- Исходный текст
::::::::

Три еретика - Лев Аннинский
Шрифт:
Интервал:
Закладка:
Личность писателя — это ж не только приметы его „физического тела“ и „бытового устроения“ (хотя и это, и это!). Личность писателя — это сумма его текстов, рождающих отклик. Это сумма откликов, рождающая эффект обратного действия. Это сумма обратных читательских действий, рождающая новое качество и состояние в творящей душе.
Поэтому я не систематизирую мнения по позициям, группам или тенденциям (как следовало бы при „обзоре“) — я держусь хронологии откликов. Я реконструирую не ситуацию в критике, а ситуацию в душе писателя, последовательно читающего и переживающего критические мнения о себе.
Если воспринимать эти мнения как „обзор печати“ — выйдет „обзор печати“ стосорокалетней давности. Кому он нужен?
Если воспринимать эти мнения как разворачивающуюся драму контактов (или дисконтактов), пробуждающих чувства, которые современный читатель легко смоделирует на себе, — получится „кардиограмма“ души и ума. Это нужно, чтобы войти в судьбу писателя.
Итак, попробуем вчувствоваться: осень 1850 года; „Тюфяк“ на литературной арене.

::::::::

(Ряд записей)
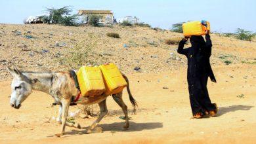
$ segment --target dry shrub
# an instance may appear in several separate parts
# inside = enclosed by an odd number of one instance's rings
[[[114,38],[120,38],[120,36],[117,33],[108,33],[107,36],[110,37],[114,37]]]
[[[165,43],[167,45],[178,45],[182,39],[182,37],[172,37],[165,39]]]
[[[95,35],[89,33],[87,38],[79,42],[74,48],[70,50],[66,56],[60,56],[60,64],[70,69],[79,69],[80,67],[87,65],[98,65],[101,63],[102,60],[95,58],[93,52],[93,48],[97,46],[98,39]]]

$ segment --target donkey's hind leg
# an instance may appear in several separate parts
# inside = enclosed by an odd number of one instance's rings
[[[60,105],[60,107],[58,109],[58,117],[56,118],[56,121],[58,124],[62,124],[62,105]],[[69,122],[66,122],[66,126],[69,126],[69,127],[74,127],[76,128],[81,128],[80,124],[78,122],[75,122],[74,124],[73,123],[69,123]]]
[[[87,130],[88,133],[91,133],[92,130],[98,125],[98,124],[103,118],[103,117],[108,114],[108,109],[106,104],[106,99],[99,103],[98,105],[100,106],[100,115],[98,118],[91,126],[90,129]]]
[[[117,94],[113,94],[113,99],[119,105],[119,106],[122,108],[123,113],[125,114],[125,125],[123,126],[123,128],[128,128],[129,126],[129,117],[128,117],[128,111],[127,111],[127,106],[123,102],[122,99],[122,92],[118,93]]]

::::::::

- Короткое задание 1
Определите, согласуются ли с исходным текстом утверждения (а), (б) и (в), и подкрепите каждый ответ «да» или «нет» точной цитатой из текста. (а) Автор распределяет критические мнения по позициям, группам и тенденциям. (б) Автор держится хронологии откликов. (в) Личность писателя сводится лишь к приметам его физического тела.
- Короткое задание 2
Продолжите исходный текст о личности писателя и откликах критики, начав сразу после его последнего предложения.

- Ожидаемый ответ 1
(а) Нет: «я не систематизирую мнения по позициям, группам или тенденциям».
(б) Да: «я держусь хронологии откликов».
(в) Нет: «Личность писателя — это ж не только приметы его „физического тела“ и „бытового устроения“».

- Ожидаемый ответ 2
Первыми высказываются „Отечественные записки“, солиднейший журнал того времени, и высказываются мгновенно: в том же ноябре 1850 года! Почему такая спешка, чем объяснить такое внимание? Тем, что именно в „Отечественных записках“ цензура задушила первую повесть Писемского, и именно здесь он сделался чем–то вроде литературного мученика? Или особенностями „бытового устроения“: тем, что женат Писемский на дочери Павла Свиньина, некогда „Отечественные записки“ основавшего?
Так или иначе отзыв появляется быстро. В библиографической хронике. В обзоре публикаций „Москвитянина“ за полгода. Автор неизвестен. Можно предположить Галахова, можно и Дудышкина.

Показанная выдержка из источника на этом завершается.